● Listed records:
=======

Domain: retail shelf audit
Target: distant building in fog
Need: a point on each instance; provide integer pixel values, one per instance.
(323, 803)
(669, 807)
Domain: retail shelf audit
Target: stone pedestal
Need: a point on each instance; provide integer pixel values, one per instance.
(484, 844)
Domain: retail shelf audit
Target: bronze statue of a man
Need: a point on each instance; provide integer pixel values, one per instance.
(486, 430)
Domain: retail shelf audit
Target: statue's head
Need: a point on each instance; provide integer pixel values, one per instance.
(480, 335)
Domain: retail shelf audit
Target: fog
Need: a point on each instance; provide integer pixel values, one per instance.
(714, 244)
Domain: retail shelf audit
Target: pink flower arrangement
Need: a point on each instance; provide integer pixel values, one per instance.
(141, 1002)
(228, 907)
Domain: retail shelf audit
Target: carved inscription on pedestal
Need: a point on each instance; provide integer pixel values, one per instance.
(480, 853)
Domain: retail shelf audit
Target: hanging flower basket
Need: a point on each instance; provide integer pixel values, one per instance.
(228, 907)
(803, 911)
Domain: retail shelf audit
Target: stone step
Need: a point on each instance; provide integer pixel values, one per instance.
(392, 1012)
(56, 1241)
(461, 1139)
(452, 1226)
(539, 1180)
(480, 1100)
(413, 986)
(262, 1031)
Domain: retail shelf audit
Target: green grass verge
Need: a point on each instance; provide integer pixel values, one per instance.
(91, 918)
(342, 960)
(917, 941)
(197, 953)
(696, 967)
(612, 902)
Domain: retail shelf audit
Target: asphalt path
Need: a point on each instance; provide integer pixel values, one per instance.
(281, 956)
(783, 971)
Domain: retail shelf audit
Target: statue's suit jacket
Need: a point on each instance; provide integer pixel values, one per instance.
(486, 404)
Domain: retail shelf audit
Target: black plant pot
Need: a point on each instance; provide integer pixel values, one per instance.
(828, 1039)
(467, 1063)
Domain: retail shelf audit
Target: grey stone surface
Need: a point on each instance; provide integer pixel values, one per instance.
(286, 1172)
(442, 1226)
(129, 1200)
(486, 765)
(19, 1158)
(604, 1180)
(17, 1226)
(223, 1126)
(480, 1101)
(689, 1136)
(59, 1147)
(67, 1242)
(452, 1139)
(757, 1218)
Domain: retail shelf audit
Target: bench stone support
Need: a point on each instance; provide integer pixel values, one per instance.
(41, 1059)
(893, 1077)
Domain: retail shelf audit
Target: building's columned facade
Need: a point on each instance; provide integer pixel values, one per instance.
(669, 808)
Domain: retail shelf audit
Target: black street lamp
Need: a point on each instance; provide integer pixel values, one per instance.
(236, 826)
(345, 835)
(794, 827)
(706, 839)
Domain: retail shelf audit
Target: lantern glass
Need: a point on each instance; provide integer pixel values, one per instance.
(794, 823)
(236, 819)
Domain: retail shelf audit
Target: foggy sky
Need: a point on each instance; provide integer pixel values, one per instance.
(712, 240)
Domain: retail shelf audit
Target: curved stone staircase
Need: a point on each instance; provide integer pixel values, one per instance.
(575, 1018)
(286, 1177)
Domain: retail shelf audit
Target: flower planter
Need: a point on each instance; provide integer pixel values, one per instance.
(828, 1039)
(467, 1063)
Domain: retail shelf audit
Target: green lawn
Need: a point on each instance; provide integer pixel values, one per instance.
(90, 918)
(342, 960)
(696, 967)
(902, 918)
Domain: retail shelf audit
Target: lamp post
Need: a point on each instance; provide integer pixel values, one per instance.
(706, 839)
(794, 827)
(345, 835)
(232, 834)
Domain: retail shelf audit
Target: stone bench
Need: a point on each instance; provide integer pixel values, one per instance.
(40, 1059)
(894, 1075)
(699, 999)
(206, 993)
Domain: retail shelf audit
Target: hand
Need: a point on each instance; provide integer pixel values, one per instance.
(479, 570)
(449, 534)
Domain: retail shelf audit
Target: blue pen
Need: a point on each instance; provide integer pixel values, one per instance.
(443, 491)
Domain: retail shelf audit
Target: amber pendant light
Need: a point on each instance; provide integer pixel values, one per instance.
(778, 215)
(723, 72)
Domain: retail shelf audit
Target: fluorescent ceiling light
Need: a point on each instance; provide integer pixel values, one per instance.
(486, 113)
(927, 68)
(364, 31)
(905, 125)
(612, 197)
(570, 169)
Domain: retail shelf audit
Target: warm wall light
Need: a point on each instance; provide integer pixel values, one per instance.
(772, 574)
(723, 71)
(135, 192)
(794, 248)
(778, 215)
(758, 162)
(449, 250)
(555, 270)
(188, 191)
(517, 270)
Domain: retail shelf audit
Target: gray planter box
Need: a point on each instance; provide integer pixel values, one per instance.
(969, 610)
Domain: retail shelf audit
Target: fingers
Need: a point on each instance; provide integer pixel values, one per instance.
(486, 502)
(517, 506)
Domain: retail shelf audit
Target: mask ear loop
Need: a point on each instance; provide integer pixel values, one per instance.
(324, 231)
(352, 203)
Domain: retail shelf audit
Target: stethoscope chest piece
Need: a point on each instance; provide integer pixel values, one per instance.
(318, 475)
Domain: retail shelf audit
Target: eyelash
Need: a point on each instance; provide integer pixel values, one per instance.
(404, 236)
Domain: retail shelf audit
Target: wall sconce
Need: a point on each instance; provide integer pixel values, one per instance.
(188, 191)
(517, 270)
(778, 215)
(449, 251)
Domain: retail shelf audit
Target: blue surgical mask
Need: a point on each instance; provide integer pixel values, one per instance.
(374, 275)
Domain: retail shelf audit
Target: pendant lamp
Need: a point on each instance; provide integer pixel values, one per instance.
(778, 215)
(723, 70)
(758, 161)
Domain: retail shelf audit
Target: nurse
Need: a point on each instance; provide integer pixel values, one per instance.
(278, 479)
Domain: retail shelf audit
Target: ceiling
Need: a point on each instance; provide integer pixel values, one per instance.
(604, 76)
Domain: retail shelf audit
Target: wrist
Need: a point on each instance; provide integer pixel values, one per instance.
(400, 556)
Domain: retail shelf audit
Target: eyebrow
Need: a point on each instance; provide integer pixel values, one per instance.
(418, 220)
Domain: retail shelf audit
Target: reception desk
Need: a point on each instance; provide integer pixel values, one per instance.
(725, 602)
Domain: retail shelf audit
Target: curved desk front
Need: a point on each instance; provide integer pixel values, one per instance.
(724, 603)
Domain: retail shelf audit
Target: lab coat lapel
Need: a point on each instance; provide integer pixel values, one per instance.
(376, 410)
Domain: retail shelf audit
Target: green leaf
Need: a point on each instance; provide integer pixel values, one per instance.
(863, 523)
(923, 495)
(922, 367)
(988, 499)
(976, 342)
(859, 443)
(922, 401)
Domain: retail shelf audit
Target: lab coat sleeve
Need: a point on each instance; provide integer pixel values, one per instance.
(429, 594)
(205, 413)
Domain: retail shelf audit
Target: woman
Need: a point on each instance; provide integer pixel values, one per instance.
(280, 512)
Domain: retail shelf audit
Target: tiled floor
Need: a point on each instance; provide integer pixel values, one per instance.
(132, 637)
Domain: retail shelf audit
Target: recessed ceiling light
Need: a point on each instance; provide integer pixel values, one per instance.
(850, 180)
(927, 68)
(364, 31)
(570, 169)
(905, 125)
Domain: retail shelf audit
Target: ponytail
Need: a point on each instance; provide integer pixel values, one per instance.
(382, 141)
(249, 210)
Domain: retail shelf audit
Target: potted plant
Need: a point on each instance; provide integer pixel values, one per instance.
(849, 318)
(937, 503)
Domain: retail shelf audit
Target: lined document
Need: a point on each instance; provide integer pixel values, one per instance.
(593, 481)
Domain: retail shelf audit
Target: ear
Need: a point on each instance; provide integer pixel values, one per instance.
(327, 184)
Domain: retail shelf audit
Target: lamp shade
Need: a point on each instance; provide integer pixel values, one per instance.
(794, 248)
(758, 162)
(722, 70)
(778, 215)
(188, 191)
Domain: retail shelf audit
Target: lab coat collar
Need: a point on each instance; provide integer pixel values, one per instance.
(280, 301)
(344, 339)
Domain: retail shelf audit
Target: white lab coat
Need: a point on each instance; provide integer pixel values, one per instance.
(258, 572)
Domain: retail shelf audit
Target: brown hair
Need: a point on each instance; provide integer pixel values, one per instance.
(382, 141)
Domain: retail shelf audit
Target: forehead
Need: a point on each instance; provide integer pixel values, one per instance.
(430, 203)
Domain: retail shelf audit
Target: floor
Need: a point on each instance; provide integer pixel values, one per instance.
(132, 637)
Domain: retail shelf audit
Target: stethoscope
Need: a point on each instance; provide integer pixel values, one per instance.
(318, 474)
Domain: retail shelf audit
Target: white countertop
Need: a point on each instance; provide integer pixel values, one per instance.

=======

● Objective: Please list each line in the records above that contains the word "green".

● The answer:
Target: green grass verge
Target: green lawn
Target: green leaf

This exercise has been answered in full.